■ Work required
Filter the listing below down to the lines with the word "tunnel" and copy those.
===============
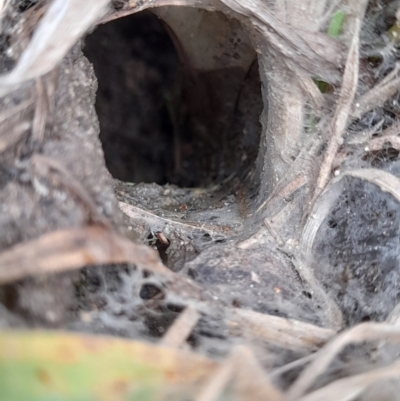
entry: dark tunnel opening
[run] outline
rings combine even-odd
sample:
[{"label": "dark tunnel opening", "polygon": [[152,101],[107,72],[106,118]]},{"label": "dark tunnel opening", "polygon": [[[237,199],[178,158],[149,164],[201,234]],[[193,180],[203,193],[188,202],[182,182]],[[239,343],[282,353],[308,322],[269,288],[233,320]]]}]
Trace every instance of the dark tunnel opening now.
===============
■ Solution
entry: dark tunnel opening
[{"label": "dark tunnel opening", "polygon": [[152,101],[107,72],[106,118]]},{"label": "dark tunnel opening", "polygon": [[[237,199],[178,158],[149,164],[201,234]],[[193,180],[203,193],[188,202],[182,182]],[[239,343],[282,353],[308,322],[269,288],[233,320]]]}]
Trace every instance of the dark tunnel opening now.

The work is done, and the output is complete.